**MATERIAL SHOWN**

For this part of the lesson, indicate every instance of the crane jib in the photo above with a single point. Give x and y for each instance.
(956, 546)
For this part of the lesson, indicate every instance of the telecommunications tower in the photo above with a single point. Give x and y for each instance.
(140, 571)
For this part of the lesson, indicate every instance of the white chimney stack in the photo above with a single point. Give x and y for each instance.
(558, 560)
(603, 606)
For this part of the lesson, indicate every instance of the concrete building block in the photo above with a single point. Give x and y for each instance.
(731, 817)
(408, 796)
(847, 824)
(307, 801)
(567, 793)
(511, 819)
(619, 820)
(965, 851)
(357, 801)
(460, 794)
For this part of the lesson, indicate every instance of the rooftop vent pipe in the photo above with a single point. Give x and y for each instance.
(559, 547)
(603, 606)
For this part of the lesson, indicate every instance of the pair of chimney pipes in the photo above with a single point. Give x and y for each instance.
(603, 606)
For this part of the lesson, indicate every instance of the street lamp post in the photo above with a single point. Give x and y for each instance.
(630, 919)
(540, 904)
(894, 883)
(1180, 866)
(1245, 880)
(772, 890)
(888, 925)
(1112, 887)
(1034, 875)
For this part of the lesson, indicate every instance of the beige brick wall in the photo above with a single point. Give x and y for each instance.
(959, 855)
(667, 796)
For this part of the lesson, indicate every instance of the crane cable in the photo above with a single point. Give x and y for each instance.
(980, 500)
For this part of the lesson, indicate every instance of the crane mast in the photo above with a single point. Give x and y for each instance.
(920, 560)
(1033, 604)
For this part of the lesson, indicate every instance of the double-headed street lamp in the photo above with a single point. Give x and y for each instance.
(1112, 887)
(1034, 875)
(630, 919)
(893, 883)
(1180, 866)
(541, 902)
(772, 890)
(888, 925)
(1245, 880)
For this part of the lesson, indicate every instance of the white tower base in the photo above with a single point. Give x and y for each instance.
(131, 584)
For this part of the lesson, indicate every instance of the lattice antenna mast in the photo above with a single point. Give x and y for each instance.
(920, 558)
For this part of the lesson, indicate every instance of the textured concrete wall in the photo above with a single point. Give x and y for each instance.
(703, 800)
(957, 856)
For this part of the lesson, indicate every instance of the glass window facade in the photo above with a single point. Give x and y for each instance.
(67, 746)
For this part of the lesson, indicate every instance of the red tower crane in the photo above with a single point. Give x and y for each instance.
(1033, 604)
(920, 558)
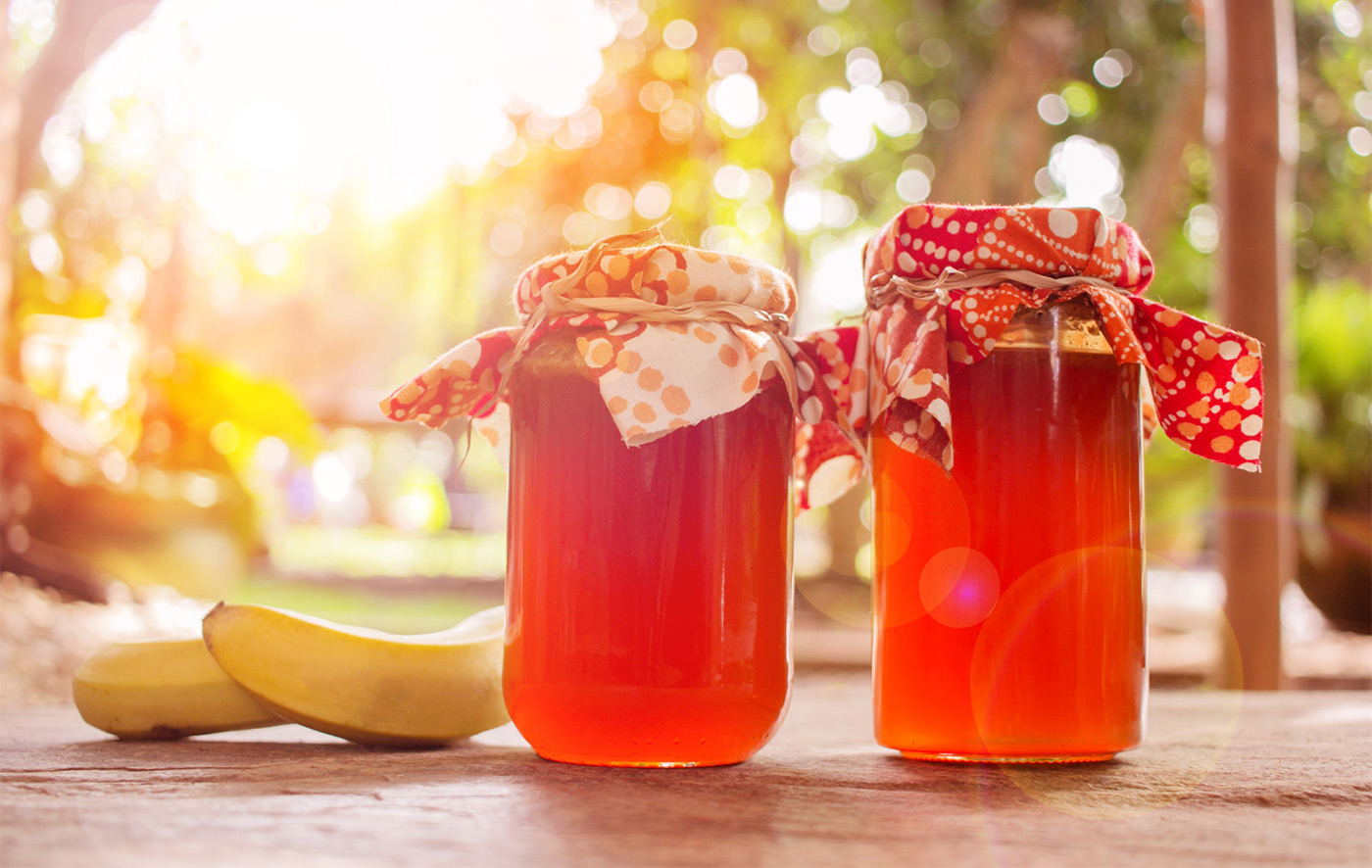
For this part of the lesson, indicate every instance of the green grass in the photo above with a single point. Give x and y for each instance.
(400, 611)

**GOAL**
Can you return, verbatim, the rows starting at the line that contains "of the green" and ending at the last of the rows?

**SOLUTION TO THE EXERCISE**
For this part of the lesson, indicate every instance of the green grass in the photo above with a single point. Give x and y for each instance.
(400, 611)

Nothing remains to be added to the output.